If you want the task to run on only one worker:

>>> app.crontab("45 17 * * *", on_leader=True)
>>> async def every_5_45_pm():
...     print("It is 5:45pm UTC on the leader")

With a timezone specification:

>>> @app.crontab("45 17 * * *", timezone=pytz.timezone('GMT'))
>>> async def every_5_45_pm():
...     print("It is 5:45pm in London")
class runnel.Record(*args, **kwargs)[source]

This class is used to specify structured data types to store in streams.

It is a specialized version of pydantic.BaseModel, see https://pydantic-docs.helpmanual.io/ for more information.

Examples

>>> class Order(Record):
...     order_id: int
...     created_at: datetime
...     amount: int
...     item_ids: List[int]

Records can be nested arbitrarily, e.g. items: List[Item] where Item is another record. They will be serialized (according to the serializer/compressor settings) and stored as arbitrary bytes as a single value in a Redis stream entry.

◆ **RECORD EXTRACTS**:
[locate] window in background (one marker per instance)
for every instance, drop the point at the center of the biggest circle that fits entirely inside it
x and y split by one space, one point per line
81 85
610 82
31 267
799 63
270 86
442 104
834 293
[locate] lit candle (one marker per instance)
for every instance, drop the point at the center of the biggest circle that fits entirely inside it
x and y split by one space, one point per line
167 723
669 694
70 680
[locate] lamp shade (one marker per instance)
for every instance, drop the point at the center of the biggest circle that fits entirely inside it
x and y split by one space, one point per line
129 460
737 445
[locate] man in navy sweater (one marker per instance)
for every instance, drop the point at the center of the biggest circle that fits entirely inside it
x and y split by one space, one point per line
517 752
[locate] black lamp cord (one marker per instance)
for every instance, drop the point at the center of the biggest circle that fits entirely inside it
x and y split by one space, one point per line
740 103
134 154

◆ **ACTIONS TO TAKE**:
a. In the runnel documentation excerpt, list the names of the fields declared in the Order class example.
b. Please extend the runnel documentation excerpt with the section that would come next, starting after its final sentence.
The material plays no part in what comes next.

◆ **OUTPUTS**:
a. order_id, created_at, amount, item_ids

b.
Alternatively, you can use the native Redis stream key/value pairs by setting primitive=True, e.g.:

>>> class UserAction(Record, primitive=True):
...     user_id: int
...     type: str

This allows you to benefit from optimisations such as delta compression (see http://antirez.com/news/128), at the cost of not supporting nested values. Only int, float, bool, str, and bytes are allowed.

class runnel.Events(runner: Runner, partition: Partition, want: str = 'events', batch_args: Optional[Tuple] = None, failed: Set[Event] = <factory>, finalized: anyio.abc.Event = <factory>, agen: AsyncIterator[Union[Event, List[Event]]] = None)[source]

An async generator which yields Events (or batches of them). This is the object passed to user-defined processor functions.

Examples

>>> from runnel import App, Record
...
>>> app = App(name="example")
...
>>> class Order(Record):
...     order_id: int
...     amount: int
...
>>> orders = app.stream(name="orders", record=Order, partition_by="order_id")
...
>>> @app.processor(orders)
... async def printer(events):
...     async for order in events.records():
...         print(order.amount)
take(n, within)[source]

Configure the events generator to yield batches of n events (unless within seconds pass before n are ready, in which case yield all pending events).

Parameters
  • n (int) – The desired batch size.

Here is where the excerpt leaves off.